_Records from a dataset:_
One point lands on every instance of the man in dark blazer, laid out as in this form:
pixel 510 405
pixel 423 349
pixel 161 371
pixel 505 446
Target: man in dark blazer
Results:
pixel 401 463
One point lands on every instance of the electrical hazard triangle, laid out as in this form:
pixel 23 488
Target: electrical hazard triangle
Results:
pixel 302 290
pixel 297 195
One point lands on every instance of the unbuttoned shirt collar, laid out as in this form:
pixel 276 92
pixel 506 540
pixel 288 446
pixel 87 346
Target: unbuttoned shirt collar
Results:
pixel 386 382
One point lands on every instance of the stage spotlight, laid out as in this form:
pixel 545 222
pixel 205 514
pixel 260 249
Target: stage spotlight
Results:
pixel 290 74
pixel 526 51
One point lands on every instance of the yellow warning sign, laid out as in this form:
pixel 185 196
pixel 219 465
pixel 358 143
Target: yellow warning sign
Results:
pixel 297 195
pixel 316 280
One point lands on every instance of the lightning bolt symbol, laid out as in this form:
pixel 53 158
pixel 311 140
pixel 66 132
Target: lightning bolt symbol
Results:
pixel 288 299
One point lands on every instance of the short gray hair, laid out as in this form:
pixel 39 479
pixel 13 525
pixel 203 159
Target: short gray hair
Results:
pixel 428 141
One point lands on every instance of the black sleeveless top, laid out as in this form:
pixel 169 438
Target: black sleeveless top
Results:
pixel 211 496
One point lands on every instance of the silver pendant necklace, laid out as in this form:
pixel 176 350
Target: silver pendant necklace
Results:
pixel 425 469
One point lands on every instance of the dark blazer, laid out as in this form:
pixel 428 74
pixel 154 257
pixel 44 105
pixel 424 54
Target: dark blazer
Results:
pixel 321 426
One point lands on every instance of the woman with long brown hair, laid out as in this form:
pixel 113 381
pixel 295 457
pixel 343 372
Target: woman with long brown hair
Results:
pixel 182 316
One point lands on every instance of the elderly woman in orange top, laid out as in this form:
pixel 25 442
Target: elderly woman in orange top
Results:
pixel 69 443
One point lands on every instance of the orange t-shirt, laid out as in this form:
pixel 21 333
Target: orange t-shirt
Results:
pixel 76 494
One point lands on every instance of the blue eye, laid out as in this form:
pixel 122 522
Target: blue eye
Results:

_Work instructions:_ Convert every line of the rows above into a JSON list of strings, one string per line, and omit any blank lines.

_Written reply:_
[
  "One point lands on every instance of the man in dark blazer, laid out as in this form:",
  "pixel 510 405",
  "pixel 423 349",
  "pixel 161 371",
  "pixel 505 446",
  "Target: man in dark blazer",
  "Results:",
  "pixel 401 463",
  "One point lands on every instance of the electrical hazard triangle, laid out as in this form:",
  "pixel 23 488",
  "Target: electrical hazard triangle",
  "Results:",
  "pixel 302 290",
  "pixel 297 195",
  "One point lands on every instance of the unbuttoned shirt collar, laid out as in this form:",
  "pixel 276 92",
  "pixel 506 540",
  "pixel 288 446",
  "pixel 87 346",
  "Target: unbuttoned shirt collar",
  "Results:",
  "pixel 386 382",
  "One point lands on every instance of the stage spotlight, laid out as in this form:",
  "pixel 545 222",
  "pixel 205 514",
  "pixel 260 249",
  "Target: stage spotlight",
  "Results:",
  "pixel 290 74",
  "pixel 526 51",
  "One point lands on every instance of the yellow warning sign, laid out as in this form:",
  "pixel 185 196",
  "pixel 219 465",
  "pixel 358 143",
  "Target: yellow warning sign",
  "Results:",
  "pixel 297 195",
  "pixel 316 280",
  "One point lands on every instance of the lightning bolt symbol, laid out as in this form:",
  "pixel 53 158",
  "pixel 311 140",
  "pixel 66 132",
  "Target: lightning bolt symbol",
  "Results:",
  "pixel 288 299",
  "One point lands on every instance of the short gray hair, laid out as in this form:",
  "pixel 39 479",
  "pixel 13 525",
  "pixel 203 159",
  "Target: short gray hair",
  "Results:",
  "pixel 428 141",
  "One point lands on every instance of the black sleeveless top, laid out as in this form:",
  "pixel 169 438",
  "Target: black sleeveless top",
  "Results:",
  "pixel 211 496",
  "One point lands on every instance of the silver pendant necklace, laid out as in this form:",
  "pixel 176 350",
  "Target: silver pendant necklace",
  "Results:",
  "pixel 425 469",
  "One point lands on every instance of the dark blazer, laid out as in this form:",
  "pixel 428 74",
  "pixel 154 257",
  "pixel 44 105",
  "pixel 424 54",
  "Target: dark blazer",
  "Results:",
  "pixel 321 426",
  "One point lands on every instance of the woman with long brown hair, laid out as in this form:",
  "pixel 113 381",
  "pixel 295 457",
  "pixel 343 372",
  "Target: woman with long brown hair",
  "Results:",
  "pixel 182 316",
  "One point lands on every instance of the elderly woman in orange top, laid out as in this form:",
  "pixel 25 442",
  "Target: elderly woman in orange top",
  "Results:",
  "pixel 69 443",
  "One point lands on every instance of the orange t-shirt, laid out as in this form:",
  "pixel 21 333",
  "Target: orange t-shirt",
  "Results:",
  "pixel 76 494",
  "One point lands on every instance of the blue eye, laid out as in this form:",
  "pixel 122 522",
  "Target: blue eye",
  "Results:"
]